-- start PROVIDED ENTRIES --

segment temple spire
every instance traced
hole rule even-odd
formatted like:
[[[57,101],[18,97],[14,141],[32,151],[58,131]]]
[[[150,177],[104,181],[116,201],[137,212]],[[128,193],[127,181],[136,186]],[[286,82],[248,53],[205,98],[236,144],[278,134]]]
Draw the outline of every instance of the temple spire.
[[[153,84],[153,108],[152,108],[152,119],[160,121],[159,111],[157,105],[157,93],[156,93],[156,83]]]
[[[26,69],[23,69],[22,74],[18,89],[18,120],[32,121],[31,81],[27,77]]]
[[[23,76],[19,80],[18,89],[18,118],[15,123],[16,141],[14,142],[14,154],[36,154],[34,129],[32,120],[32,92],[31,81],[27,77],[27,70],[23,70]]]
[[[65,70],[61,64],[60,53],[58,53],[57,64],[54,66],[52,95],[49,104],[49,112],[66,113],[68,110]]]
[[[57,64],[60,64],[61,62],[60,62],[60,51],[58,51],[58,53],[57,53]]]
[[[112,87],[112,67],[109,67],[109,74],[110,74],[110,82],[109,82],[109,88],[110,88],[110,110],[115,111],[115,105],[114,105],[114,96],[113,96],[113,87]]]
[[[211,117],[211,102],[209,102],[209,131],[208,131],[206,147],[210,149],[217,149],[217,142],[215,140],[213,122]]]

-- end PROVIDED ENTRIES --

WHAT TO DO ▸ Every entry should be printed again exactly as it stands.

FULL SOLUTION ▸
segment temple spire
every instance traced
hole rule even-odd
formatted like:
[[[57,101],[18,97],[14,141],[32,151],[58,131]]]
[[[150,177],[104,181],[116,201],[137,212]],[[128,193],[127,181],[136,186]],[[286,82],[248,53],[205,98],[236,144],[278,134]]]
Draw the outline of every instance of the temple spire.
[[[153,84],[153,108],[152,108],[152,119],[160,121],[159,111],[157,105],[157,93],[156,93],[156,83]]]
[[[26,69],[23,69],[22,74],[18,89],[18,120],[32,121],[31,81],[27,77]]]
[[[23,76],[19,80],[18,89],[18,118],[15,123],[16,141],[14,142],[14,154],[36,154],[34,129],[32,120],[32,92],[31,81],[27,77],[27,70],[23,70]]]
[[[65,70],[61,64],[60,53],[58,53],[57,64],[54,66],[52,95],[49,104],[49,112],[66,113],[68,110]]]
[[[57,64],[60,64],[61,62],[60,62],[60,51],[58,51],[58,53],[57,53]]]
[[[112,87],[112,67],[109,67],[109,74],[110,74],[110,82],[109,82],[109,88],[110,88],[110,110],[115,111],[115,105],[114,105],[114,96],[113,96],[113,87]]]
[[[211,117],[211,102],[209,102],[209,131],[208,131],[206,147],[210,149],[217,149],[217,142],[215,140],[213,122]]]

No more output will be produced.